Short problem
Reproduce without any change the part of the records below that opens with the line containing "Locate the red sweater" and runs through the last line of the records, including both of those lines.

----------------

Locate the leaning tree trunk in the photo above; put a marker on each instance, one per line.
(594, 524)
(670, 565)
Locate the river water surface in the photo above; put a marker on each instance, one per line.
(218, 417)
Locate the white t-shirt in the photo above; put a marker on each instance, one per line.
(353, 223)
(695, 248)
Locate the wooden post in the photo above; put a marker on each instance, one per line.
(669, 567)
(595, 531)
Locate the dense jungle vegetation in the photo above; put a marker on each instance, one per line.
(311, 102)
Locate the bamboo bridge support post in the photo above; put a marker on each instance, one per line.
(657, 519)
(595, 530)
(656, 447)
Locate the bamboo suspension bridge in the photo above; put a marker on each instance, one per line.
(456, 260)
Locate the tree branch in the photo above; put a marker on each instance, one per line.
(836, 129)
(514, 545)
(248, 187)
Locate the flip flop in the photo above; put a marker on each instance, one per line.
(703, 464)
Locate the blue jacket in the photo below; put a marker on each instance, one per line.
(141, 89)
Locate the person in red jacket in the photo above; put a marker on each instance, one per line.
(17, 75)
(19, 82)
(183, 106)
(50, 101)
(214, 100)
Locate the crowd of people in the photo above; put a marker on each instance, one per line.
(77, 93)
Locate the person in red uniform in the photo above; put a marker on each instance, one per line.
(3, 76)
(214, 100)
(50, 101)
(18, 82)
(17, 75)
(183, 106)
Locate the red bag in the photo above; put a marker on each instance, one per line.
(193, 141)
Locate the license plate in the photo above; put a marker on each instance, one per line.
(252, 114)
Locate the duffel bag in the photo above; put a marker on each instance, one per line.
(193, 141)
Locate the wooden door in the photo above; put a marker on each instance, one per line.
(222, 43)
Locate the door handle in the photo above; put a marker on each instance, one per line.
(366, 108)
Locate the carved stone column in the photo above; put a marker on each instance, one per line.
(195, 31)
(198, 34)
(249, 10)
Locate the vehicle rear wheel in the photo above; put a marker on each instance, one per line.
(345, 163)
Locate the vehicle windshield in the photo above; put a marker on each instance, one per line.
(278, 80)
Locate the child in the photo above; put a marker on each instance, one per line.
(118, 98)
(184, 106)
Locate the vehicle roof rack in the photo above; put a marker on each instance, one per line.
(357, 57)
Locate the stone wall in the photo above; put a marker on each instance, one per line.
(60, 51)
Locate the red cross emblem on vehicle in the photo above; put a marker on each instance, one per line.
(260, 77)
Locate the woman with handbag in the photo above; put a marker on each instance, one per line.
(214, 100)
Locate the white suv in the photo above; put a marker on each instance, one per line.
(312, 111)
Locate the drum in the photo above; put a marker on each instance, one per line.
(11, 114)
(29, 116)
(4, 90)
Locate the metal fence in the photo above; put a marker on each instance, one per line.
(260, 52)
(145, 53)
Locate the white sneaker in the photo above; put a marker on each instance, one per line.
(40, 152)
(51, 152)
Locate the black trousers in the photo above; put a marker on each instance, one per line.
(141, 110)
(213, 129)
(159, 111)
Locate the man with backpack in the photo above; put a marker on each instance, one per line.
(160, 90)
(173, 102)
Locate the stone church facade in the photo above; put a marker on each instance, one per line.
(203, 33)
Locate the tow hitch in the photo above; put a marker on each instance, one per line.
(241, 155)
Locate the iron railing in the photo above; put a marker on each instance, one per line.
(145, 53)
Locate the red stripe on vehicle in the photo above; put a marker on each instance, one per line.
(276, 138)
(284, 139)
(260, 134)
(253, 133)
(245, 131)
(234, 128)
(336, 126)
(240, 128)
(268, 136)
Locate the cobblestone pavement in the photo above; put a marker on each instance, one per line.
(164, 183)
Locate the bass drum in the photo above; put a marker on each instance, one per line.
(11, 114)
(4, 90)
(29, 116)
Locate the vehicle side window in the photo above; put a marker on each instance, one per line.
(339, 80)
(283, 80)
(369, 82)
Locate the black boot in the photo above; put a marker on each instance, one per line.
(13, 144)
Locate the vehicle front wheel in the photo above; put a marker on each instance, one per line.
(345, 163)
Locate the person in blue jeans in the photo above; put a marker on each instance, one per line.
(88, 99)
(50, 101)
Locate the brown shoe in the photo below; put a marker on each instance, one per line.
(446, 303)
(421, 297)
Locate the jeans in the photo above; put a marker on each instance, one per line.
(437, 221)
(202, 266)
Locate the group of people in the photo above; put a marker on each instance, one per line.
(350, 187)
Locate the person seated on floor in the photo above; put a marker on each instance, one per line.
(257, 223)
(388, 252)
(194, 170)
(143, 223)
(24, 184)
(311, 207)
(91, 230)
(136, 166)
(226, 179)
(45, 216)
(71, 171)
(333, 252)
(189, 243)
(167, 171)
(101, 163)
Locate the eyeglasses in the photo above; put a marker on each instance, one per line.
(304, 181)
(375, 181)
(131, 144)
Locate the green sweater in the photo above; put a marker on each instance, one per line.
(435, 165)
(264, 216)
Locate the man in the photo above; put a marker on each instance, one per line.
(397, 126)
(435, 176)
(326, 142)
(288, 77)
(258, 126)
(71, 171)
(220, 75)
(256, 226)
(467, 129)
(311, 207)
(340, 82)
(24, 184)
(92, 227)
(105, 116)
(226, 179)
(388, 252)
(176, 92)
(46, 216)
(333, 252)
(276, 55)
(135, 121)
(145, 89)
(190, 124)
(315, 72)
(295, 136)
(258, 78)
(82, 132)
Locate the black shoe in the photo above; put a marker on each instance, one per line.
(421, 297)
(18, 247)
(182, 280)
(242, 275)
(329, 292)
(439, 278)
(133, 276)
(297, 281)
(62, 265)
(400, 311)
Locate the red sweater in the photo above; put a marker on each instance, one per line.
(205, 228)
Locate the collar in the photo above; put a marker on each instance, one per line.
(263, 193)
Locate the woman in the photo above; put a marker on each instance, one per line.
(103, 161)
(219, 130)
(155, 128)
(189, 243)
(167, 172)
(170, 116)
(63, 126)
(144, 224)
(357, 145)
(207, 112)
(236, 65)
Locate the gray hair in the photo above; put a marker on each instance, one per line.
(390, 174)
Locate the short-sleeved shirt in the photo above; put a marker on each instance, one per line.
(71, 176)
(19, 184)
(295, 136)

----------------

Reply
Locate the red sweater in the photo above; put a marker on each instance, one per line.
(205, 228)
Locate the collar in the photo above; put a marker on each instance, one per line.
(263, 193)
Locate the woman in the photo above; put a marker on each instance, one per line.
(103, 161)
(219, 130)
(155, 128)
(189, 243)
(167, 172)
(170, 116)
(63, 126)
(144, 224)
(357, 145)
(207, 112)
(236, 65)
Locate the gray hair in the photo above; put a marker on each instance, one per line.
(390, 174)
Locate the short-sleeved shirt in the photo above; put a marker on each instance, one per line.
(71, 176)
(19, 184)
(295, 136)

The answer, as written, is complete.